**The problem**
What is needed is a word-for-word copy of the records below.

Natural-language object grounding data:

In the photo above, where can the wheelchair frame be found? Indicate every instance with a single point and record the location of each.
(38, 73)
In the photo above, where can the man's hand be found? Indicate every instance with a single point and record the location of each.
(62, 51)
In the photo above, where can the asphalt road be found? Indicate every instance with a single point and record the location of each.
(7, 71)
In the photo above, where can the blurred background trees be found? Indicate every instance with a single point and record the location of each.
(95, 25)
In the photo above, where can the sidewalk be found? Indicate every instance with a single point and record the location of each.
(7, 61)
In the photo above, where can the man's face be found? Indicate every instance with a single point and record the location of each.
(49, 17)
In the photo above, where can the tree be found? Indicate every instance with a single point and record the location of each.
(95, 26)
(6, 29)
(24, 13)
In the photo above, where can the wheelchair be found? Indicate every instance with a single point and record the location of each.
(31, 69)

**Answer to this exercise**
In the photo above, where can the wheelchair frame be found? Indicate every instance with a single point and record the location of each.
(38, 73)
In the photo above, where can the man's hand be found? Indicate every instance with a single point and record the location of each.
(62, 51)
In the photo above, where can the asphalt road be found? Indicate every instance with a single point and record the location of each.
(7, 71)
In the photo above, where can the blurred background trees be found? Indicate every instance with a single point and record the location of each.
(95, 25)
In the photo above, where can the sidewalk be found? Indicate every instance with a single point and record the location of each.
(7, 61)
In the photo above, where can the man's face be found? Indicate every instance with a single point and record the location of each.
(49, 17)
In the photo above, where can the tree be found? Indicate every instance with a single point and record the location of each.
(95, 26)
(6, 29)
(24, 13)
In the photo above, where can the wheelchair be found? Indicate every instance with a single point and record the location of each.
(31, 69)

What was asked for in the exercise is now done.